### TEXT BLOCK
--- start ---

Off camera I suggested to Martin that he was the most interviewed writer in the world—e.g., here’s our 2007 chat—to which he demurred, offering his pal Salman Rushdie as the holder of that title. In any case, in the recent filings on Amis you might learn about the demise of his tennis game, the reason for his move to Brooklyn, his feelings about the USA, the profound loss of his friend Christopher Hitchens, that he loves dictionaries and thesauruses, and the fact that one’s vocabulary shrinks with age. All of which you will find in some iteration in the conversation that follows.
One thing that should come through is that Martin Amis, scion of Kingsley Amis (Lucky Jim), is the quintessential writer. He talks, walks, observes, and looks like a writer. Which would make him the perfect dinner party guest for the best kind of evening of non-sexual entertainment. Martin is as always an engaging conversationalist—I am looking forward to a few more chats with him, as well as some splendid literary adventures.

--- end ---

### WHAT YOU WILL DO
(1) In the listing, from its first line through the line containing "point(348, 291)", change "green undergrowth" to "leafy undergrowth" and keep everything else the same.
(2) Carry the passage about Martin Amis forward, starting after its final sentence.
The listing that comes next is unrelated to the passage about Martin Amis.

### DATA EXCERPTS
--- start ---

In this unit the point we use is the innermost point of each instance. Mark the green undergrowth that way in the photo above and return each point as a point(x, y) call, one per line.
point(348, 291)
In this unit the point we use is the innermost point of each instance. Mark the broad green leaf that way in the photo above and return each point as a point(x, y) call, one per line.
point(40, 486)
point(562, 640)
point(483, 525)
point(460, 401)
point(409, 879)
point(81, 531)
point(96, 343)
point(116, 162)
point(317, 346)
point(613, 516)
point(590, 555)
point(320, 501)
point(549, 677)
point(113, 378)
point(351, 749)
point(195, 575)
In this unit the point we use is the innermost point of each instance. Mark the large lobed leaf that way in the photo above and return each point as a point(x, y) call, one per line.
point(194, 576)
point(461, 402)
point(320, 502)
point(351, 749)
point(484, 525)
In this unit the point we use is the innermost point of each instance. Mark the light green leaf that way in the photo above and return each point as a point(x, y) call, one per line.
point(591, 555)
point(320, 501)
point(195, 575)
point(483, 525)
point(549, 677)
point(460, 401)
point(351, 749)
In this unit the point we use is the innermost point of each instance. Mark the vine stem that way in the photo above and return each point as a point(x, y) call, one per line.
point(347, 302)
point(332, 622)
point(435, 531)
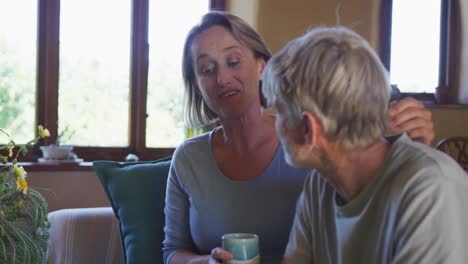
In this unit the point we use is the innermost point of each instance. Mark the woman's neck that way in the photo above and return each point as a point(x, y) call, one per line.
point(248, 131)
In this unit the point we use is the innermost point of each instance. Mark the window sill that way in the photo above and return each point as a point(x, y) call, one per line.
point(447, 106)
point(37, 166)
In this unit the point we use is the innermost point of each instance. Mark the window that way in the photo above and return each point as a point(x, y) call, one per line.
point(101, 79)
point(415, 46)
point(414, 62)
point(18, 38)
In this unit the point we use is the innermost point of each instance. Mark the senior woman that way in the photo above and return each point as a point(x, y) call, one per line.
point(234, 178)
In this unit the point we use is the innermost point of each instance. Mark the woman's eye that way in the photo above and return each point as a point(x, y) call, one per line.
point(207, 70)
point(233, 63)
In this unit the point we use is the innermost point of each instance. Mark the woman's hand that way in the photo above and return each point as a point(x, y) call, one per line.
point(410, 116)
point(218, 255)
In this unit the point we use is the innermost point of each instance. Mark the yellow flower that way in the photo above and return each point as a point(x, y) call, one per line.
point(22, 185)
point(19, 171)
point(43, 132)
point(10, 149)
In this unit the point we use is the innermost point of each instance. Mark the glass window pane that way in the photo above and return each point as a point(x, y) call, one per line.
point(167, 32)
point(94, 72)
point(18, 42)
point(414, 63)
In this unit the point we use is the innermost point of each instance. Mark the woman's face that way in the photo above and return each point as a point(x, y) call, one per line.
point(227, 73)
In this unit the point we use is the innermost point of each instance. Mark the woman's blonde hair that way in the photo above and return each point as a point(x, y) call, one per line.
point(196, 111)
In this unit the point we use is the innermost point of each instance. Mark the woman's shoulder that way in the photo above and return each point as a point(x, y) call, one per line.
point(194, 146)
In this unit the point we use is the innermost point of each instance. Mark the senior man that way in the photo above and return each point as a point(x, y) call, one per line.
point(371, 199)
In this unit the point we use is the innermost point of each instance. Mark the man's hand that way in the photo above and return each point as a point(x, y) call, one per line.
point(410, 116)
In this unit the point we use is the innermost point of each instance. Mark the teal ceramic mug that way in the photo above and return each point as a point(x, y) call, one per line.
point(243, 247)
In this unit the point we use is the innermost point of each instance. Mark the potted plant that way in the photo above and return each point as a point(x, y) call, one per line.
point(24, 229)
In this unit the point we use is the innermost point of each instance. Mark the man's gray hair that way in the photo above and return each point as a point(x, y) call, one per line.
point(334, 73)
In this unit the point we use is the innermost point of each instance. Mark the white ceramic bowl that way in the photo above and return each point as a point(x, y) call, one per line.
point(54, 152)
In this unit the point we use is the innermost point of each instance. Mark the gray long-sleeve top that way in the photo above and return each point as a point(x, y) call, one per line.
point(202, 204)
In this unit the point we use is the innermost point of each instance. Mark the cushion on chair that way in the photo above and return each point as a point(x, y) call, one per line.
point(136, 191)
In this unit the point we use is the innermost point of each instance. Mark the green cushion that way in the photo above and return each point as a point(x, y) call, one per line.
point(136, 191)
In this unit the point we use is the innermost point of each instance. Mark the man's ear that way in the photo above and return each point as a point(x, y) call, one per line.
point(313, 129)
point(261, 66)
point(197, 90)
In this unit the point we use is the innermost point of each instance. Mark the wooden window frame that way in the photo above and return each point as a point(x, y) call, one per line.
point(445, 92)
point(48, 79)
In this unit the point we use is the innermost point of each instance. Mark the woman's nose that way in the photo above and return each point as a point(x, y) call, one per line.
point(224, 76)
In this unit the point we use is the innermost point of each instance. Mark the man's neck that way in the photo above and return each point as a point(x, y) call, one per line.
point(350, 172)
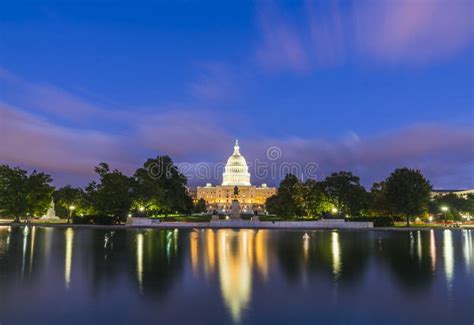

--- end ---

### ANSWERS TO THE PROBLEMS
(1)
In this unit the point we use is the innermost point of each instance. Mark the leafy undergrowth that way in the photo above and return each point as a point(x, y) call, one per line.
point(348, 291)

(2)
Robert Birnbaum: Are you done with tennis? Writing about something like the U.S. Open?
Martin Amis: My interest in tennis peaked when I was a player. It’s been decreasing for quite a while.
RB: So no one can coax you onto a tennis court?
MA: Well, I got through the summer without playing even though we have a court in the garden.
RB: (laughs)
MA: So, maybe not. No.
RB: Maybe you can convert the court to another use.
MA: Well, no other people use it—not me.
RB: Nice. Are you in a position, when you decide you want to cover something, to send feelers out and get the assignment?
MA: Yeah.
RB: Are you ever rejected?
MA: No.
RB: Is that nice?
MA: Yes, it is but I mean, I’ve been able to do that for a while. You have to find the right magazine that [one’s idea] would appeal to.
RB: You wouldn’t approach editors you don’t know?
I enjoy reportage, and it’s quite easy, but writing an essay is murder. It’s the hardest thing you do. I much prefer writing fiction. Getting out of bed when all I got to do is write fiction is heaven.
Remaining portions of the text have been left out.